#### [EXERCISE TASKS]
1 – From the passage on causes of divorce, copy everything from "According to the" down to "Externally, and Eternally.".
2 – Using the passage on causes of divorce, decide whether each statement agrees with it. Answer yes or no, and quote the words that settle it.
(a) All marriages fail for the same reason.
(b) According to the Bible, the first cause is money.
(c) Gambling is named as the second cause.
3 – Answer these questions from the passage on causes of divorce.
(a) Which Bible reference is given for "God hates divorce"?
(b) Which Bible reference is given for the love of money being the root of all kinds of evil?
(c) What does the popular sign about alcohol read?

START DOCUMENT EXCERPT

Causes of Divorce



It is said that happy families are the same, while miserable families have respective causes. Not all marriages fail for the same reason. Nor is there usually one reason for the breakdown of a particular marriage. Nevertheless, in general the following causes of divorce are mentioned more often than others. They are: poor communication, financial problems, a lack of commitment to the marriage, differences in culture, sexual or emotional abuse and a lack of responsibilities.

It is amazing that the above mentioned causes of divorce are slightly similar with those listed in the Bible. The Bible says, “God hates divorce” (Mal.2:16).

According to the Bible, the first cause is money. The Bible says that the love of money is the root of all kinds of evil. (I Timothy 6:10). The uncontrolled desire for money will lead to a temptation, a snare and into many and foolish and hurtful lusts, which drown men in destruction and perdition, and pierce themselves through with many sorrows. Money is the number one cause of broken homes.

Second is alcohol. There is a popular sign that reads: Alcohol Destroys Internally, Externally, and Eternally.

END DOCUMENT EXCERPT
START DATA SECTION

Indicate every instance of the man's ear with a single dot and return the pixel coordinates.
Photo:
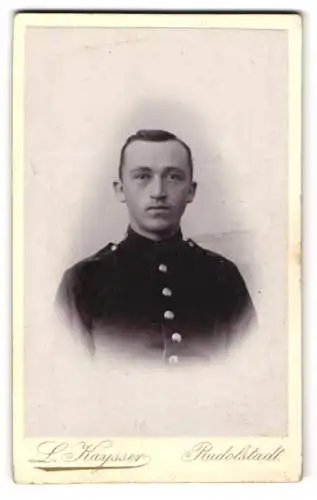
(192, 192)
(118, 189)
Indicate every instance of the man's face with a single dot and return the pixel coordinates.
(156, 185)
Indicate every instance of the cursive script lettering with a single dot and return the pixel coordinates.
(206, 452)
(100, 455)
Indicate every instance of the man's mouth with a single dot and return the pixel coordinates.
(158, 208)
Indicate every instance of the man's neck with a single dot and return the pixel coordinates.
(155, 236)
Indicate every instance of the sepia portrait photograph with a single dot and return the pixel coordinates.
(156, 247)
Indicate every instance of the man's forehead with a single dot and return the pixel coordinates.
(147, 153)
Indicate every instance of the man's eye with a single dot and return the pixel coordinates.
(142, 176)
(175, 177)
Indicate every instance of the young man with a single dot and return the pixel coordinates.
(154, 294)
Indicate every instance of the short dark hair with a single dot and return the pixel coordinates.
(154, 136)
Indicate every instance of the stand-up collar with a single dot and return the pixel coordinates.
(136, 241)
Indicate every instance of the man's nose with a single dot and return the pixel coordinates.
(158, 188)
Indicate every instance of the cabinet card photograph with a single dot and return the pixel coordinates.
(156, 247)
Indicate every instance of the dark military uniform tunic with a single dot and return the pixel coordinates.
(169, 299)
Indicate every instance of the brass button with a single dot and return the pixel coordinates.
(163, 268)
(169, 315)
(176, 337)
(173, 360)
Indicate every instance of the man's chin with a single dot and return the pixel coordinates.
(160, 228)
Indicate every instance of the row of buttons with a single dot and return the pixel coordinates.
(169, 315)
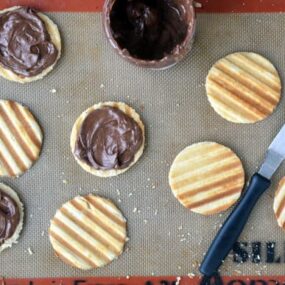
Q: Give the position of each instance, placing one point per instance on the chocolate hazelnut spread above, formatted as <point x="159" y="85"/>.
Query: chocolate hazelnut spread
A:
<point x="108" y="139"/>
<point x="148" y="29"/>
<point x="25" y="45"/>
<point x="9" y="216"/>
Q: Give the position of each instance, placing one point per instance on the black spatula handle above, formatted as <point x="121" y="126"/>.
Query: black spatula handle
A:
<point x="233" y="226"/>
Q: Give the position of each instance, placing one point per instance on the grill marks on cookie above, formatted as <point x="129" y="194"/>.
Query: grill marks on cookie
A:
<point x="20" y="139"/>
<point x="88" y="232"/>
<point x="279" y="203"/>
<point x="243" y="87"/>
<point x="207" y="178"/>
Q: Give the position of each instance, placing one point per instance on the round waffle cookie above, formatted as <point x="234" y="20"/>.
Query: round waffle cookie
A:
<point x="88" y="232"/>
<point x="8" y="211"/>
<point x="127" y="110"/>
<point x="243" y="87"/>
<point x="20" y="139"/>
<point x="55" y="38"/>
<point x="279" y="205"/>
<point x="207" y="178"/>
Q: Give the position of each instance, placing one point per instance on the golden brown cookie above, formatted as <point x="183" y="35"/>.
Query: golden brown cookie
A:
<point x="243" y="87"/>
<point x="76" y="130"/>
<point x="20" y="139"/>
<point x="88" y="232"/>
<point x="14" y="212"/>
<point x="279" y="204"/>
<point x="55" y="38"/>
<point x="207" y="178"/>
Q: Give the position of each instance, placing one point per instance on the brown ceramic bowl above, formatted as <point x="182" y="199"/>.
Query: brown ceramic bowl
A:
<point x="178" y="52"/>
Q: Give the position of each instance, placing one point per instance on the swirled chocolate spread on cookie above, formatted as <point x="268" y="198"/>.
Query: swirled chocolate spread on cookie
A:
<point x="148" y="29"/>
<point x="108" y="139"/>
<point x="9" y="216"/>
<point x="25" y="44"/>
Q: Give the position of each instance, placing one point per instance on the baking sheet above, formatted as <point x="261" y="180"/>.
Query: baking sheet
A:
<point x="174" y="108"/>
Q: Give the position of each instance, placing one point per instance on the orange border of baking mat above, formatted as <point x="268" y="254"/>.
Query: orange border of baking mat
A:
<point x="208" y="6"/>
<point x="237" y="280"/>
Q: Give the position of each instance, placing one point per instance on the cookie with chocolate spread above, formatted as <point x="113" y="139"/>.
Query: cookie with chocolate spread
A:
<point x="107" y="139"/>
<point x="88" y="232"/>
<point x="11" y="217"/>
<point x="30" y="44"/>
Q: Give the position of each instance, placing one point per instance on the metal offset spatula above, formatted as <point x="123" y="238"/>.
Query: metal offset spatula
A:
<point x="236" y="221"/>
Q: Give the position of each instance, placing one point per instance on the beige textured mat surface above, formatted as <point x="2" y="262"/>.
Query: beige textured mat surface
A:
<point x="174" y="107"/>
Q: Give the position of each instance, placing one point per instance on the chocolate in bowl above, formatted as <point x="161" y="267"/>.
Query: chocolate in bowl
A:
<point x="150" y="33"/>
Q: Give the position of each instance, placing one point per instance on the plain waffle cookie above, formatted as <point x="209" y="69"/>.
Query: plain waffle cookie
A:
<point x="243" y="87"/>
<point x="88" y="232"/>
<point x="207" y="178"/>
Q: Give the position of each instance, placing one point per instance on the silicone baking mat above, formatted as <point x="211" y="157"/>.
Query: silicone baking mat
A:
<point x="165" y="238"/>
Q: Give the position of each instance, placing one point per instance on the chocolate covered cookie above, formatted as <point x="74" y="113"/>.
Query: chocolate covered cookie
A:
<point x="107" y="139"/>
<point x="30" y="44"/>
<point x="11" y="217"/>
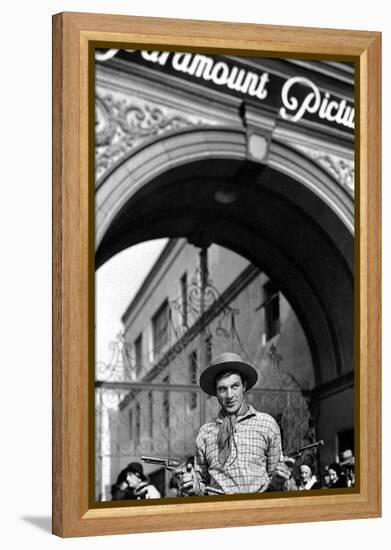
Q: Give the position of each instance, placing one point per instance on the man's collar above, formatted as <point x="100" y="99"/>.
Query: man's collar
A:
<point x="249" y="412"/>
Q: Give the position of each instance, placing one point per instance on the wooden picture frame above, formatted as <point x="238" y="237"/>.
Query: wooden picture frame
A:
<point x="73" y="511"/>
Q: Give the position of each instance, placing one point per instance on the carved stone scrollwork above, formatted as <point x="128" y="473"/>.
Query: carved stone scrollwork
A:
<point x="340" y="168"/>
<point x="121" y="125"/>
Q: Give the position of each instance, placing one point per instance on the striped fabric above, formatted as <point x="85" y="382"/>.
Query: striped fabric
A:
<point x="254" y="454"/>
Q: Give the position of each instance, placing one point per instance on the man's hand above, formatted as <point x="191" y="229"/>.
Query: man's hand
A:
<point x="188" y="481"/>
<point x="284" y="467"/>
<point x="282" y="473"/>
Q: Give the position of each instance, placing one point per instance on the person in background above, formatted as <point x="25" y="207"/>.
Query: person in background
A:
<point x="307" y="480"/>
<point x="120" y="490"/>
<point x="337" y="478"/>
<point x="347" y="464"/>
<point x="138" y="482"/>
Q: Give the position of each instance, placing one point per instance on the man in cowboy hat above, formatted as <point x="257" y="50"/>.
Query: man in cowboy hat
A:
<point x="240" y="450"/>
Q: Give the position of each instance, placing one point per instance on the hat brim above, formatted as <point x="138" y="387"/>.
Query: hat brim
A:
<point x="208" y="377"/>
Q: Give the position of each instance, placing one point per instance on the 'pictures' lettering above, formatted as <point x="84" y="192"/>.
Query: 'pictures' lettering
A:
<point x="314" y="103"/>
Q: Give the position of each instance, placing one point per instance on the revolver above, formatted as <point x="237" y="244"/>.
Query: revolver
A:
<point x="177" y="468"/>
<point x="300" y="450"/>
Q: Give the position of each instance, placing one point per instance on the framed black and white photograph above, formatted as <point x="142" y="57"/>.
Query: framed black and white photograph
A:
<point x="217" y="223"/>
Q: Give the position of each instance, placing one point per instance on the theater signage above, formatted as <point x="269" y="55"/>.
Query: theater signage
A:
<point x="295" y="98"/>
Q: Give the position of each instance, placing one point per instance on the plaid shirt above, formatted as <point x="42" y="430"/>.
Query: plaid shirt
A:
<point x="255" y="451"/>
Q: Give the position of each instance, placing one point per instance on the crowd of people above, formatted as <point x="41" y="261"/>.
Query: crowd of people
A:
<point x="337" y="475"/>
<point x="239" y="451"/>
<point x="132" y="484"/>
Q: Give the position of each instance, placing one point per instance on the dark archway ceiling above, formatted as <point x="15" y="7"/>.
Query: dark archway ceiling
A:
<point x="276" y="223"/>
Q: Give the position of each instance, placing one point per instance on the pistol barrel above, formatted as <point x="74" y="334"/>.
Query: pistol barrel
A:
<point x="154" y="460"/>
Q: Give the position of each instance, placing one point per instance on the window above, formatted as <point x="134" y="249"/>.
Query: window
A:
<point x="150" y="406"/>
<point x="183" y="283"/>
<point x="160" y="328"/>
<point x="193" y="375"/>
<point x="138" y="352"/>
<point x="131" y="433"/>
<point x="138" y="424"/>
<point x="166" y="404"/>
<point x="272" y="310"/>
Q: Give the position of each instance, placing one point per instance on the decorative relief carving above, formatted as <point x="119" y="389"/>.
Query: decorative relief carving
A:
<point x="340" y="168"/>
<point x="121" y="125"/>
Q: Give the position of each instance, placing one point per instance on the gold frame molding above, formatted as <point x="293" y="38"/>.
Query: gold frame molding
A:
<point x="72" y="33"/>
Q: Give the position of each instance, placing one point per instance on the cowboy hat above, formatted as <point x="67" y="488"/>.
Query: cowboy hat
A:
<point x="226" y="362"/>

END DATA SECTION

#### [RESULTS FOR EACH TASK]
1 –
According to the Bible, the first cause is money. The Bible says that the love of money is the root of all kinds of evil. (I Timothy 6:10). The uncontrolled desire for money will lead to a temptation, a snare and into many and foolish and hurtful lusts, which drown men in destruction and perdition, and pierce themselves through with many sorrows. Money is the number one cause of broken homes.

Second is alcohol. There is a popular sign that reads: Alcohol Destroys Internally, Externally, and Eternally.

2 –
(a) No: "Not all marriages fail for the same reason."
(b) Yes: "According to the Bible, the first cause is money."
(c) No: "Second is alcohol."

3 –
(a) Mal.2:16
(b) I Timothy 6:10
(c) Alcohol Destroys Internally, Externally, and Eternally.